===== Data for this task

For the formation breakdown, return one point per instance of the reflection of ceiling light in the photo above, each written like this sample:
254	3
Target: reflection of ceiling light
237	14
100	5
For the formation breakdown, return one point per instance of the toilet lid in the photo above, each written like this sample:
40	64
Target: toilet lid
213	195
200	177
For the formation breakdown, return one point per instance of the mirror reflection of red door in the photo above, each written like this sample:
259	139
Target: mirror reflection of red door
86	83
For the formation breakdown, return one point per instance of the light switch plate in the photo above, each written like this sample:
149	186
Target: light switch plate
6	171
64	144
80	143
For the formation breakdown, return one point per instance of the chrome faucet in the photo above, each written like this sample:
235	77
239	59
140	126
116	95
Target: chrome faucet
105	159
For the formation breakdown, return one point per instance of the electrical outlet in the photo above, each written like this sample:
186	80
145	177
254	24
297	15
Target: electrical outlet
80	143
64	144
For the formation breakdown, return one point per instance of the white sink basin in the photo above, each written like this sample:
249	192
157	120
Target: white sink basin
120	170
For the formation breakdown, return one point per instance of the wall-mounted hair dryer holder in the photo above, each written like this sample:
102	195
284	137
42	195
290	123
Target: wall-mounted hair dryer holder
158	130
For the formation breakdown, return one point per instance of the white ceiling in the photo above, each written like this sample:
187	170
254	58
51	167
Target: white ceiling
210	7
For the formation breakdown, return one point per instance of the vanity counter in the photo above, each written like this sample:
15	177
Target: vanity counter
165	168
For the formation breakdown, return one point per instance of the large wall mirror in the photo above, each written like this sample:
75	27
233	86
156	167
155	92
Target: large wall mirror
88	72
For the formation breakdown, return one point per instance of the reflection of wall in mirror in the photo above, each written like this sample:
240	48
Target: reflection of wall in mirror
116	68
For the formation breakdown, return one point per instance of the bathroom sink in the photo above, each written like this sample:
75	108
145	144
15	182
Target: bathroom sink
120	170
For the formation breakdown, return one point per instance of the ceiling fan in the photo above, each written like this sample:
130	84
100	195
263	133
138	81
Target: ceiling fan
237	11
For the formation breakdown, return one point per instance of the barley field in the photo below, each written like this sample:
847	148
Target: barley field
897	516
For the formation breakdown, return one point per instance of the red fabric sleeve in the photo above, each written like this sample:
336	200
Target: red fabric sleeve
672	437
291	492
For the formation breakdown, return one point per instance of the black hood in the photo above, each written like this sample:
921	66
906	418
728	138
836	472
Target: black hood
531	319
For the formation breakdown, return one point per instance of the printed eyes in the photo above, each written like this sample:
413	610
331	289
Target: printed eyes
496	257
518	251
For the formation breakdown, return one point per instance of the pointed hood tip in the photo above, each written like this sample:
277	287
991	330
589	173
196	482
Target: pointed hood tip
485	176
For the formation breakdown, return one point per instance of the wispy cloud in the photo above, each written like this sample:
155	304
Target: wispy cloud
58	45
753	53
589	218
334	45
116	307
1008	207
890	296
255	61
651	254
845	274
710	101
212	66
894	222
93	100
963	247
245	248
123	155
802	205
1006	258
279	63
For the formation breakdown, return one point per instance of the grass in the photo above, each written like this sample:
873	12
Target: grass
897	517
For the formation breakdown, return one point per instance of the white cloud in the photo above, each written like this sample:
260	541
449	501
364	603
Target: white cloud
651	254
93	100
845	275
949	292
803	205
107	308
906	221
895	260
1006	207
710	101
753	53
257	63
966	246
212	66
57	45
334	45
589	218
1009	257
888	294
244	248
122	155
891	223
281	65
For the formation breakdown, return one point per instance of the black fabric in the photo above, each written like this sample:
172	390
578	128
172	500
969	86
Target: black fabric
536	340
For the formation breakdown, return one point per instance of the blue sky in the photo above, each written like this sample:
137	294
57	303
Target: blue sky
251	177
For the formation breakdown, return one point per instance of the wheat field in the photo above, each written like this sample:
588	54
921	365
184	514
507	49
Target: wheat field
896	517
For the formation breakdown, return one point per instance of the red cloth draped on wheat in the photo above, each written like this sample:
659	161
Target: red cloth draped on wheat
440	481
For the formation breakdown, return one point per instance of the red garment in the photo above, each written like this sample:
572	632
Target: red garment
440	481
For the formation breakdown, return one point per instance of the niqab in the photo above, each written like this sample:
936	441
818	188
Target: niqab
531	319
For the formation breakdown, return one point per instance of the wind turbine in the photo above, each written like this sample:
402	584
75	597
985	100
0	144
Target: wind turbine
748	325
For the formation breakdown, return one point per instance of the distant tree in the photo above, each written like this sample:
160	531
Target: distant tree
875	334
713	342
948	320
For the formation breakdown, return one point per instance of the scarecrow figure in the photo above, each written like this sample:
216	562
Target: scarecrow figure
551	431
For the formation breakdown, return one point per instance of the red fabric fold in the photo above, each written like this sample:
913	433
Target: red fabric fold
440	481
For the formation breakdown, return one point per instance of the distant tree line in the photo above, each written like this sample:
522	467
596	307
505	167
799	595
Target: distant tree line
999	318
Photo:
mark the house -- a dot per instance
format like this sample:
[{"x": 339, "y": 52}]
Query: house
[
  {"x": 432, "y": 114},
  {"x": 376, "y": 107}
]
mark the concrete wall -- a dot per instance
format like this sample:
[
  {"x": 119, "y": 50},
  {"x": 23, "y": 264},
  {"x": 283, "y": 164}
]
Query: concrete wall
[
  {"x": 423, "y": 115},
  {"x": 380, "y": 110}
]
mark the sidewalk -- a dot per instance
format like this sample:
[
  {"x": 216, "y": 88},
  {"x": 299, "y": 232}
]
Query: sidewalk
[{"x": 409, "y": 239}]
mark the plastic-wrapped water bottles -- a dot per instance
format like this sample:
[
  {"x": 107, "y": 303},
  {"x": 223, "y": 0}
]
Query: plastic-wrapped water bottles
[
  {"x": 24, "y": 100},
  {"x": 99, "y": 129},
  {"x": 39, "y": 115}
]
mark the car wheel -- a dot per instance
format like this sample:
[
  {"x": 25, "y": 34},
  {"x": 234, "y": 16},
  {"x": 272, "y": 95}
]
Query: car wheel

==========

From the entries above, copy each line holding "wheel".

▸ **Task result**
mark the car wheel -- a dot per instance
Query: car wheel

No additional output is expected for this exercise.